====== TEXTO PROPORCIONADO

Hace
algunos años, justo el día en que logré un gran sueño, conocí una niña que me
hipnotizó al instante. Una hermosa sonrisa en la que me perdí por mucho tiempo.
Vinieron idas y vueltas, pero conforme lo hacían la fui conociendo, me fui
adentrando en su vida y ella se convirtió en parte fundamental de la mía.
Compartíamos tanto y nos compenetrábamos de maneras extraordinarias. Por ella
lo podía todo e hice sus batallas mías con tal de verla sonreír en medio de la
gran vorágine en la que se encontraba. Creía fielmente que la amaba y que tenía
todos los motivos para hacerlo.
Pero la verdad es que la historia siempre la conocí sólo desde mi lado. Ironía
ante la intensidad de sus siempre presentes acercamientos y sus dichos de
sentimientos recíprocos. Con ello, o a pesar de ello, mientras se acercaba mi
día de partida todo se volvió turbio. Me aferré a ella y a mí y, en lo que en
ese momento creí era una consecuencia de mi abandono, ella sólo me dio la
espalda y, en un silencio que distaba tanto de la fuerza con la que me buscaba
antes, me dejó ir.
Llegué a la isla devastado y conflictuado por ella que era capaz de recolectar
un chicle por país sólo para mí, pero podía también desistirse de todo ello y
de mí de un día para otro. Así, sin más. No podía conmigo ni con la idea y el
sentimiento de quererla tanto y tan profundamente sin entender qué había
pasado. Después de un fin de semana en mi lugar feliz decidí dejar todo atrás y
poco a poco yo también dejarla ir.
Así fue como llevé la isla, pero no pasó un día en que no pensara en ella. Fui
sanando y quise guardar sólo las sonrisas que obtuve a su lado. Regresé a casa
en conflicto entre lo que fue y lo que quería. Quería buscarla pero no sabía
qué sentía ni cómo iba a reaccionar. Las heridas estaban sólo cubiertas, pero
también cubierto estaba lo
increíblemente feliz que me hacía.
Pasaron algunos meses y fue ella quien me buscó. Lo hizo justo después de su
ahora travesía por la isla. Según me dijo, su propio momento de catarsis en el
que yo también jugué un rol importante expresado en una postal de pocas
palabras, pero de muchos días y sentimientos. Para ese momento yo estaba listo
ya. Quería intentarlo, quería saber si era verdad toda la felicidad que intuía.
Ella me dijo que también quería hacerlo. Y así fue, fácil. De repente, dos años
se hicieron segundos en un instante y durante unas cuantas semanas todo ello
fue verdad. Había vuelto la sonrisa y la mía.

============
====== FILAS DE TRABAJO

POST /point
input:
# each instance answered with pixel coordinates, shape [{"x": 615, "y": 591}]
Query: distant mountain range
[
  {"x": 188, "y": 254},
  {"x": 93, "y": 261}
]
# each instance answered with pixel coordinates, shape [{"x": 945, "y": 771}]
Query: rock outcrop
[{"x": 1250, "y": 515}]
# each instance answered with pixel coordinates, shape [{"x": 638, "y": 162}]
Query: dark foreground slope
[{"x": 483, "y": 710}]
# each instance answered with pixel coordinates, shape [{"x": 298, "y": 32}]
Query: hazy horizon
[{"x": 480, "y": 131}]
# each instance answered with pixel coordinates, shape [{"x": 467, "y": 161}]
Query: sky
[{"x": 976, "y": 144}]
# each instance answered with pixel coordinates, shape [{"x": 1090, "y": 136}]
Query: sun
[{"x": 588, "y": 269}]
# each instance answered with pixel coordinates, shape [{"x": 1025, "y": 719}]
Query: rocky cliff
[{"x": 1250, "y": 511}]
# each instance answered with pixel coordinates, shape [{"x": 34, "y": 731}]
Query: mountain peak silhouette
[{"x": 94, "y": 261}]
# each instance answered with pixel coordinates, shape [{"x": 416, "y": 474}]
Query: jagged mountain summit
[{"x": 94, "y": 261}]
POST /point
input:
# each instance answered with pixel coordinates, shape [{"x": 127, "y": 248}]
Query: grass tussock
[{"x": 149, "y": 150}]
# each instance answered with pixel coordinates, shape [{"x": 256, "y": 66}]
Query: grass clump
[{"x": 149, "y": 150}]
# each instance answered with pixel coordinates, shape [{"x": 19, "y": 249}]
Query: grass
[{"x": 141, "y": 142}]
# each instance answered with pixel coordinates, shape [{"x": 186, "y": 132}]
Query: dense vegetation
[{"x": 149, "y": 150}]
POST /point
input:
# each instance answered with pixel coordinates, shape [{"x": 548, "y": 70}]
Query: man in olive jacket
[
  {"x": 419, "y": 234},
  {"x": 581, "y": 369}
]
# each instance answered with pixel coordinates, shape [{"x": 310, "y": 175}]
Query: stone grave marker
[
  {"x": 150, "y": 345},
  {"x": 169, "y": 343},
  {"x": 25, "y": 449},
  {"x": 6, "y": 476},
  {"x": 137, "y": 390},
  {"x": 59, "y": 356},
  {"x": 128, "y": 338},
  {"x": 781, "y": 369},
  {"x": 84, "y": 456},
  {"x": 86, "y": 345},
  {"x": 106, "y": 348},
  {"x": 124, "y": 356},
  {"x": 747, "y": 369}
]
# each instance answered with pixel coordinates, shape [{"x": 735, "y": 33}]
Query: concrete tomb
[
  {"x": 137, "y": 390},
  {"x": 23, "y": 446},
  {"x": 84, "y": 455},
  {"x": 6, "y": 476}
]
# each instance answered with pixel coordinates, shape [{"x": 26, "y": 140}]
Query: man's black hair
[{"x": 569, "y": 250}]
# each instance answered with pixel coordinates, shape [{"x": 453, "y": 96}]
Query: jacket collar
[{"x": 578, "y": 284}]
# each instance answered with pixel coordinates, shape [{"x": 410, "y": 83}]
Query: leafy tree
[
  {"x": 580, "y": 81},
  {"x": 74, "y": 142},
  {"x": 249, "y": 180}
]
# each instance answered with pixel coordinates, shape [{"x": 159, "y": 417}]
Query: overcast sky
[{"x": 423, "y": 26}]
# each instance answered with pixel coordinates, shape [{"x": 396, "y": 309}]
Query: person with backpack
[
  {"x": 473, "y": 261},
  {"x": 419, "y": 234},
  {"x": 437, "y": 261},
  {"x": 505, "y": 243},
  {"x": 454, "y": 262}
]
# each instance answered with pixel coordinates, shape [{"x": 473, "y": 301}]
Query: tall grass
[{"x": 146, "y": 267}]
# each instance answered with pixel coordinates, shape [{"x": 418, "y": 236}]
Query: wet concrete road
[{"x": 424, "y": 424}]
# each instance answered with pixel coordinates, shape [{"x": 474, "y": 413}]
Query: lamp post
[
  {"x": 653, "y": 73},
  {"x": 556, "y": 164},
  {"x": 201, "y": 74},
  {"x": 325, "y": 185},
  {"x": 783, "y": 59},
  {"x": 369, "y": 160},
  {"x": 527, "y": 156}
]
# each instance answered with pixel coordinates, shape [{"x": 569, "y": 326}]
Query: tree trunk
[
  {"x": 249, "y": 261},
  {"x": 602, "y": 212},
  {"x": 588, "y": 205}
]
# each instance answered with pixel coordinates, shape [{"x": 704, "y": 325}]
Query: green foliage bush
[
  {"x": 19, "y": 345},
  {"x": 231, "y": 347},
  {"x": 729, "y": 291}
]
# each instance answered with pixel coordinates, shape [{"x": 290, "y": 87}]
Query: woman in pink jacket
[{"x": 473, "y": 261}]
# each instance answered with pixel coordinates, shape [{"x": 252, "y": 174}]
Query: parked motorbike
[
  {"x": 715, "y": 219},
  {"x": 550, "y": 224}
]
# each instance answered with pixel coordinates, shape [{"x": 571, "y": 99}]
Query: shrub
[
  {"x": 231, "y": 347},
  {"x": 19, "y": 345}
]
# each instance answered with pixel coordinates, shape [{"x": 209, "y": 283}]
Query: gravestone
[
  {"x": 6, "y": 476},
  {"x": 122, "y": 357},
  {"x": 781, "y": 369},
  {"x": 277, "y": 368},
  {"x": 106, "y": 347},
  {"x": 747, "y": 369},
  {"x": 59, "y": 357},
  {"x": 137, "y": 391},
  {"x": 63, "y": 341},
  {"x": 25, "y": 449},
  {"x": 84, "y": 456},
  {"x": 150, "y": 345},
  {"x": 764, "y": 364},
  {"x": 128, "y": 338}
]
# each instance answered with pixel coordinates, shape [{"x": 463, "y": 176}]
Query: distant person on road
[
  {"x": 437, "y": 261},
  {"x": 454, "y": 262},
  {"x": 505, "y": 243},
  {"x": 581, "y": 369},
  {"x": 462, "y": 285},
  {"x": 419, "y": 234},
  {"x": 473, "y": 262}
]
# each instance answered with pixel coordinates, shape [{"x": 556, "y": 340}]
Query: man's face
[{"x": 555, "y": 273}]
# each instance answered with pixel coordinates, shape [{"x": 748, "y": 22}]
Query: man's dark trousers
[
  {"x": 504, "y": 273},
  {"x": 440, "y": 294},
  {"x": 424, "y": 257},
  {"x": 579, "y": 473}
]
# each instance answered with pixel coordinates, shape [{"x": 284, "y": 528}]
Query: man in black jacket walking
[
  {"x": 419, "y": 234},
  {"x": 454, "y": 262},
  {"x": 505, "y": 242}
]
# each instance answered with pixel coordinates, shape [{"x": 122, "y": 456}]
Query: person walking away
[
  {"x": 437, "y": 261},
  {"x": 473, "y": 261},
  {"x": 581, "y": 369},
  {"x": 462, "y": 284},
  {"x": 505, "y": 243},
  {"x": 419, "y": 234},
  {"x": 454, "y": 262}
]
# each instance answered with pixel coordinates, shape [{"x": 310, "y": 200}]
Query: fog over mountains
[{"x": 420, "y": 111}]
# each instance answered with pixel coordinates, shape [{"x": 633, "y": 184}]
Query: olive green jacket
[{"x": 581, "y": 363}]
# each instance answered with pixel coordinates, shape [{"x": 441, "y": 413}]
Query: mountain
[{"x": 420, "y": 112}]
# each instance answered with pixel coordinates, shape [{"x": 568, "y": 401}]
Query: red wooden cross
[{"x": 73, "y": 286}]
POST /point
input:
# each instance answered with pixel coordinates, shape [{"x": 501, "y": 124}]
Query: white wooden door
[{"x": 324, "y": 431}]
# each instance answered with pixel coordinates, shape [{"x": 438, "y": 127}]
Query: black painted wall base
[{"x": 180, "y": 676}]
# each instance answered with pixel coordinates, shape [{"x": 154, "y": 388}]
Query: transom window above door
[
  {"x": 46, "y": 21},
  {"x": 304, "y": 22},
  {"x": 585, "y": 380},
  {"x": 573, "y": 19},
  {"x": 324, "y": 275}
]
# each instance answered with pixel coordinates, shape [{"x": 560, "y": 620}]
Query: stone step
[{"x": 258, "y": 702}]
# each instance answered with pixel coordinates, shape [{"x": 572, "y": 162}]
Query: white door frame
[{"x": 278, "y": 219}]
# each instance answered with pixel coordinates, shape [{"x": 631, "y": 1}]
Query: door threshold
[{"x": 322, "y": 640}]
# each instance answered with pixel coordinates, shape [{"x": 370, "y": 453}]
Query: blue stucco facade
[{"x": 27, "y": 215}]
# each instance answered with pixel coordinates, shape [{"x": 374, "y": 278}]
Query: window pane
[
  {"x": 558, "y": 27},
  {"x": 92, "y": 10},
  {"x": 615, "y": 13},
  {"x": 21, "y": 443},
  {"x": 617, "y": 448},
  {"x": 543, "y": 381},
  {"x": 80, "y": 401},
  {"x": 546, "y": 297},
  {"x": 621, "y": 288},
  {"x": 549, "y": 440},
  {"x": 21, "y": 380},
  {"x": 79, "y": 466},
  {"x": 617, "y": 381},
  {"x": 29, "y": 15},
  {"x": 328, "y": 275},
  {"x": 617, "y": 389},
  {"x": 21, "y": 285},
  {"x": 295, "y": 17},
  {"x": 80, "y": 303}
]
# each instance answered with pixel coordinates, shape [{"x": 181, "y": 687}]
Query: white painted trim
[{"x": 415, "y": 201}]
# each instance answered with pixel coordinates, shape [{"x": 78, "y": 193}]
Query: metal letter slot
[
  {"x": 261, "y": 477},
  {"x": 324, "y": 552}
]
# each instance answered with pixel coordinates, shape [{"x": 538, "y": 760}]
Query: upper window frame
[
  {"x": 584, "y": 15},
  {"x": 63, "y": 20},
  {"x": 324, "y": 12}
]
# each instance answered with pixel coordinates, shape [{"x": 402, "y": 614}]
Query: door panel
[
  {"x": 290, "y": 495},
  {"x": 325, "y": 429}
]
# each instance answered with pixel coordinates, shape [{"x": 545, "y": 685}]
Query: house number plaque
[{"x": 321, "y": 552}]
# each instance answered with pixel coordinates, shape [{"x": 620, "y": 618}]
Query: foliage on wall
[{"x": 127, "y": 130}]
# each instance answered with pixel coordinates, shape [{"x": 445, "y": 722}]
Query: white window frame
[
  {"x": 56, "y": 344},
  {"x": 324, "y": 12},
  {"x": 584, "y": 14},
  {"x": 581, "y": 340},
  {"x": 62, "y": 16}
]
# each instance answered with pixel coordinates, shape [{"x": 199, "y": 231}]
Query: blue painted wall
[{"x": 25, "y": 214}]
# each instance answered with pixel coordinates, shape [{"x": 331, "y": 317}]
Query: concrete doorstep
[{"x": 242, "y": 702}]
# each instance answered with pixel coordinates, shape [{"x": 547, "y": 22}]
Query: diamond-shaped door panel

============

▶ [TAREAS A REALIZAR]:
1. Devuelve cada una de las filas en las que aparece la palabra "grass".
2. Escribe cómo sigue el relato sobre el amor por una niña de hermosa sonrisa a partir de su última frase.

▶ [RESPUESTAS A CONTINUACIÓN]:
1.
Query: grass tussock
Query: grass clump
Query: grass
Query: tall grass

2.
Sin embargo, todavía tenía que entender qué sentía y no quería preguntármelo.
Necesitaba descubrirlo o reconocerlo de nuevo a través de las sensaciones
diarias, de disfrutarla a ella y a la historia. Pero necesitaba de ella. Ella
siempre creyó que la amaría por siempre; yo no lo sabía. Necesitaba digerir
años de idas y vueltas y comprender qué estaba dispuesto a dar y hasta dónde mi
corazón podía aguantar. Y esa era una carga sumamente injusta que llevar. Era
una sentencia adelantada ante sus propias dudas. Una siempre presente salida de
emergencia. Le pedí tanto dejarlo a un lado y despacito disfrutar lo que
teníamos. No me sentí escuchado.
Pero como lo dije, la historia sólo la conozco y la cuento desde mi lado. Como
ya había pasado, regresaron los días turbios y difíciles. Y en un ya antes
escuchado escueto mensaje de carencia de sensaciones ella lo terminó. De la
manera más fría posible. Su verdad, su parte de la historia. Ya no pude digerir
lo que sentía. Esta vez decidí creer en su mensaje y ella se fue.
Dos días después, totalmente inmerso en un letargo extraño y vacío, pensé en
cuando su abuelo murió y como, ante el individual y celoso luto de los demás,
estuve con ella para que pudiera dejar salir el suyo; pensé en cuando esa
sombra se extendió por meses y años y como estuve con ella cuando se tuvo que
volver el soporte de su casa y se encimó la durísima responsabilidad de cargar
con la unión de todos; pensé en todas las veces que la impulsé a brillar con
esa maravillosa luz propia que tiene; pensé en sus peleas y cuando traté de ser
escudo o desviarle los golpes para que no llegaran certeros, cuando hice todo
por ayudarla a levantarse las veces que cayó; pensé en lo que hice el último
día antes de partir a la isla y en los mensajes encriptados para darle ánimos
desde allá; pensé en nuestras ganas conjuntas de cambiar México; pensé en todo
lo que compartíamos; pensé en las carcajadas que siempre le pude generar y en
todas las sonrisas que le robé. Fue ahí, justo ahí, cuando lo sentí, cuando me
dolió.
Así como
llegaste, sin que nada más importe, de la manera más inerte, te puedes ir. Me
tocó tener que comprenderlo.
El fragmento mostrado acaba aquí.